Could you copy out every line of the data where the word "crowd" occurs?

[Items from a data source]
# # # #
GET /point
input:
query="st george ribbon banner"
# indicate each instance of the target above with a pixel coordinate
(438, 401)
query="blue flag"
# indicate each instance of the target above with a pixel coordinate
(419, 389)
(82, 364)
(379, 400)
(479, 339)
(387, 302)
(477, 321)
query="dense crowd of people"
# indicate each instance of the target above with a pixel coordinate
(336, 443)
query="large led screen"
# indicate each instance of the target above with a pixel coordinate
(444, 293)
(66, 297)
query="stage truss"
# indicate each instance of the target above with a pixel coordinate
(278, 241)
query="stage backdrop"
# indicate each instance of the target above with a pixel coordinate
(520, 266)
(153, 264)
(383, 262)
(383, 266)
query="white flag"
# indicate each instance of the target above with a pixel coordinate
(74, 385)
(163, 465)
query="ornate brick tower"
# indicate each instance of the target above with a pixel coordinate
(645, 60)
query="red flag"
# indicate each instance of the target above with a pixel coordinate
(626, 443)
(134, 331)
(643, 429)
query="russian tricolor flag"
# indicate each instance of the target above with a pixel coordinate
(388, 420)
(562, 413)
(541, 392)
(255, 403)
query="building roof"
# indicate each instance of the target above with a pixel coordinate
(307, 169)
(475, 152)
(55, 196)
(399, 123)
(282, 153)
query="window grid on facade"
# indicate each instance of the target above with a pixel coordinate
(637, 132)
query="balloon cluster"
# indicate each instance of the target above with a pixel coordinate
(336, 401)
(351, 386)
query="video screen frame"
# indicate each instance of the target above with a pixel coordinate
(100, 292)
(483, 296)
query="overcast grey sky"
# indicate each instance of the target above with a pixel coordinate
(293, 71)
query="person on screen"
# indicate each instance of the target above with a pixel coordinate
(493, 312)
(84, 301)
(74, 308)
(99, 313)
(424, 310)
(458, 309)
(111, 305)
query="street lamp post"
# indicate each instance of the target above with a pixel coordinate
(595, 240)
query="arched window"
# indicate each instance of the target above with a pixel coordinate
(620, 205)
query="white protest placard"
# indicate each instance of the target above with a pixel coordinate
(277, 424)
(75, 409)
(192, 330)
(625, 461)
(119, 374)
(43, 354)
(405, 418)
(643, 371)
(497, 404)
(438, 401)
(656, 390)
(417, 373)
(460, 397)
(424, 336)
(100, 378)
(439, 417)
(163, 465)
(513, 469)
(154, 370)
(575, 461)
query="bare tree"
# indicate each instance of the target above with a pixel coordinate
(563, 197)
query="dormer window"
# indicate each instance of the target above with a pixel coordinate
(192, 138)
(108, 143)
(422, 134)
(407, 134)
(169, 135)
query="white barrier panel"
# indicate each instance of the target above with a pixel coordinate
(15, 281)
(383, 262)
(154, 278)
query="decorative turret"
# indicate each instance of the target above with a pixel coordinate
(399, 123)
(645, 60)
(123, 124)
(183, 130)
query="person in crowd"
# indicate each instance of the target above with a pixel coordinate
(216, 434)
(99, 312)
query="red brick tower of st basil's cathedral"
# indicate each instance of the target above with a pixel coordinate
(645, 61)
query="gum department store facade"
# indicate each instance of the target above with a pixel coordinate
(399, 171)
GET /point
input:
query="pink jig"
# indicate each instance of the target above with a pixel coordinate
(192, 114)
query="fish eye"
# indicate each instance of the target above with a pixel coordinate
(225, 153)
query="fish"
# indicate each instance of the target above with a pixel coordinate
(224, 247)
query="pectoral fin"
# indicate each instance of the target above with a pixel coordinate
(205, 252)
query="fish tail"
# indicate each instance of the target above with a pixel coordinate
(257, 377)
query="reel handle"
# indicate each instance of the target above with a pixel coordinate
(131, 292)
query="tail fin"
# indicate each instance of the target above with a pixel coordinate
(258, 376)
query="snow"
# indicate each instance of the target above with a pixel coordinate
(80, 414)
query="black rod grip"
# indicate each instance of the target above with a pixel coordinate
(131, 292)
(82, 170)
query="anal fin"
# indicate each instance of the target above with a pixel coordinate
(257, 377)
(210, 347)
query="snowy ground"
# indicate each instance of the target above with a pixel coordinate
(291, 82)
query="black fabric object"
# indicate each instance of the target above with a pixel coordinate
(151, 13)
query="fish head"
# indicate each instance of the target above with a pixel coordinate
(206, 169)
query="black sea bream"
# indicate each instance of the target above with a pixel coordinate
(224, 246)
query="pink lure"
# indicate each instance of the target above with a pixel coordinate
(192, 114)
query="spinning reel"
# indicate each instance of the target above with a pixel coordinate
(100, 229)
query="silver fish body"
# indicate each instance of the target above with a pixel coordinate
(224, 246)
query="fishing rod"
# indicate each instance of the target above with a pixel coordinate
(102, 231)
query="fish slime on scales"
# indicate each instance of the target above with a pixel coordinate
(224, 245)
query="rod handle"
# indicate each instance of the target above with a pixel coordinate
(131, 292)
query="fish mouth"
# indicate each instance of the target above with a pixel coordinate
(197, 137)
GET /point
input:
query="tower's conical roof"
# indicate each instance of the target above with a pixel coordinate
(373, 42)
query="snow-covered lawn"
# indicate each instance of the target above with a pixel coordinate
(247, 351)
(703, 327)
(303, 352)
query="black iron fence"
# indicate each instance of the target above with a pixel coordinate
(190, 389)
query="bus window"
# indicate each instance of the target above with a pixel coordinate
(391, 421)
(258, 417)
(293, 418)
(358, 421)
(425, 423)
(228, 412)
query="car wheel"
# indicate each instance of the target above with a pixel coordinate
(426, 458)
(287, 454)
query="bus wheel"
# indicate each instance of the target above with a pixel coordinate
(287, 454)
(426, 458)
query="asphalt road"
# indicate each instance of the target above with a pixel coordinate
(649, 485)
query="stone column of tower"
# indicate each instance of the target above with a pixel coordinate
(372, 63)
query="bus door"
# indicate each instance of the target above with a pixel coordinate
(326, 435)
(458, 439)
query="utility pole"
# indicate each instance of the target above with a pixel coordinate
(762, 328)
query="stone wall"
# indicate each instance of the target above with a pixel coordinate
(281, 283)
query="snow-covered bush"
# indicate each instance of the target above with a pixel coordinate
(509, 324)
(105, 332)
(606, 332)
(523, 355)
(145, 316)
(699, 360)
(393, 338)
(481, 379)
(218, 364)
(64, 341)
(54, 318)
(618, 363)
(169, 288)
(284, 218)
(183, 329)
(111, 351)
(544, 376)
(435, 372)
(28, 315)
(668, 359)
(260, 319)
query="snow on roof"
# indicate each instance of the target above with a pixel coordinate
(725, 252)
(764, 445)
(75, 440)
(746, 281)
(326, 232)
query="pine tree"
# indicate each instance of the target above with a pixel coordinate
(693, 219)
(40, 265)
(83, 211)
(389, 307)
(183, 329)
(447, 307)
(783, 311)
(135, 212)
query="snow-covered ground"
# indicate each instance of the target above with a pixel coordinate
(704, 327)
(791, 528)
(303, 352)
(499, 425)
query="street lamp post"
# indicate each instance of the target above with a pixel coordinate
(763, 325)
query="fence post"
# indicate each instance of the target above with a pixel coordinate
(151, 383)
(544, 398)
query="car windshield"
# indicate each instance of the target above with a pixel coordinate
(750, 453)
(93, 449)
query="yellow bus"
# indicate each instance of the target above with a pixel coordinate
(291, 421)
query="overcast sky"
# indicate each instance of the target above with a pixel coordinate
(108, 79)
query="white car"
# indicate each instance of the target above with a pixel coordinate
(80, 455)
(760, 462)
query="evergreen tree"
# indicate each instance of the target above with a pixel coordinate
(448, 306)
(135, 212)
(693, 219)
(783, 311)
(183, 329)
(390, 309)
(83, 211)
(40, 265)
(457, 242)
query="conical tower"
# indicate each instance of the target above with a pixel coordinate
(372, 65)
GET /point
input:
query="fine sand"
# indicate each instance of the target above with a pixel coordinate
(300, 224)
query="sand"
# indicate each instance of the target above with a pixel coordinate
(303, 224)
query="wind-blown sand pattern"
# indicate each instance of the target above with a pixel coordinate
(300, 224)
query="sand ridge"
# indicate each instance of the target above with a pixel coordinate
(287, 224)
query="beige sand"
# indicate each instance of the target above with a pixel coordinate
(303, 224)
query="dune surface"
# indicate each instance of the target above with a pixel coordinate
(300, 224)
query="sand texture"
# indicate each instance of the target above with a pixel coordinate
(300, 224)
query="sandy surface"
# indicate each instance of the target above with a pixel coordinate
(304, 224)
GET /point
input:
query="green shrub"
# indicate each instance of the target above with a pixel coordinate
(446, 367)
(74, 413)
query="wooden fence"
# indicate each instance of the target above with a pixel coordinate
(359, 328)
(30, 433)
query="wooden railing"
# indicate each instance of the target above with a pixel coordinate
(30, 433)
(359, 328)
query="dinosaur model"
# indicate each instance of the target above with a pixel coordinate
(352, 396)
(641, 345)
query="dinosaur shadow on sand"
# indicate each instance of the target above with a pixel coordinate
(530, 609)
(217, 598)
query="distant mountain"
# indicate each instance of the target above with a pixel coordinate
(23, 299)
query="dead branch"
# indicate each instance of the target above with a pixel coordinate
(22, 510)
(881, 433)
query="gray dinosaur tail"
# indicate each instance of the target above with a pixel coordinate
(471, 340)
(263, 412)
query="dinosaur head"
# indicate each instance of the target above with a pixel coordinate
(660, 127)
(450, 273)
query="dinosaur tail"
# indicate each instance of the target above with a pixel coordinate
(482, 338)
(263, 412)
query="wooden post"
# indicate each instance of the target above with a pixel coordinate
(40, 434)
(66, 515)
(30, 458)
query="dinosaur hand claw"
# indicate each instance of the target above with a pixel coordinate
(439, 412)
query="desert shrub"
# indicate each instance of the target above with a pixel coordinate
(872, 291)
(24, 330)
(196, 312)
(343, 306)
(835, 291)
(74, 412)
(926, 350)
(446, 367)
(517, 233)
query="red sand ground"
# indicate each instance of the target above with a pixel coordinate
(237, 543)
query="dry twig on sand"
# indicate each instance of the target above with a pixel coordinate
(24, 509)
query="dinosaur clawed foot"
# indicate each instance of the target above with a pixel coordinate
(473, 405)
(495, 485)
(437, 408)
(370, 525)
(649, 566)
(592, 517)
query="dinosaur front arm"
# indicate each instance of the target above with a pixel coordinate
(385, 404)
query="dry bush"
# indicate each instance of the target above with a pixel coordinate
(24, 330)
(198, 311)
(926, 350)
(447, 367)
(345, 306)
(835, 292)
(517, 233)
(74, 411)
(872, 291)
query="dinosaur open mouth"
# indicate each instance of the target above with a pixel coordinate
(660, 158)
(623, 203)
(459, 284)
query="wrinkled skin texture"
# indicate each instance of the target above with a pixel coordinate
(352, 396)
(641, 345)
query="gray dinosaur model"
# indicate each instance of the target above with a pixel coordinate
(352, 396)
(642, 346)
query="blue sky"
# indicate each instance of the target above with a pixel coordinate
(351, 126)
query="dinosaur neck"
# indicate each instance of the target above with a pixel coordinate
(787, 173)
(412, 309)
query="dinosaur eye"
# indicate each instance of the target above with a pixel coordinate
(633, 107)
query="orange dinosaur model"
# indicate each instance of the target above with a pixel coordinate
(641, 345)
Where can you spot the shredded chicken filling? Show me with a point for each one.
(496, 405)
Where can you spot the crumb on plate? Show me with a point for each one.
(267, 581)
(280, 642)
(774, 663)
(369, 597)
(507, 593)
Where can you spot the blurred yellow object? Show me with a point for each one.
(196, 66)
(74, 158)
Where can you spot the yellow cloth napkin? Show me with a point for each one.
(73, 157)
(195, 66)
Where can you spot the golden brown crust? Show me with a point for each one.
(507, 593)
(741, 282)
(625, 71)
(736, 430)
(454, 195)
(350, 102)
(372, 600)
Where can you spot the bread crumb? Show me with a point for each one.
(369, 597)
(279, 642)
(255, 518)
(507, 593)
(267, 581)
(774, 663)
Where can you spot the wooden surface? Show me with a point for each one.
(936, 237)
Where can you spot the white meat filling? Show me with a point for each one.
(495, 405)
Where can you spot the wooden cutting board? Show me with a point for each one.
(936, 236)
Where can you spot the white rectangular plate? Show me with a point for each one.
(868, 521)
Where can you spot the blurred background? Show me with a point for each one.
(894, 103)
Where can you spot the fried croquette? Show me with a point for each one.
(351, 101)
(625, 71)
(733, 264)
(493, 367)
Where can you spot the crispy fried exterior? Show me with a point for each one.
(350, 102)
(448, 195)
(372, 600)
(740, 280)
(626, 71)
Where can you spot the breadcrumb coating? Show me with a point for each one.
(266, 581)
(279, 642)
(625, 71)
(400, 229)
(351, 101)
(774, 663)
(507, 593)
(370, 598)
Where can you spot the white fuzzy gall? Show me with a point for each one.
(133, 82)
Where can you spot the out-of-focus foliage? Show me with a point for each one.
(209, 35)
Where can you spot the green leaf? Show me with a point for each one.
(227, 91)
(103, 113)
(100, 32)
# # # #
_TASK OUTPUT_:
query="dense crowd of people"
query="person in crowd"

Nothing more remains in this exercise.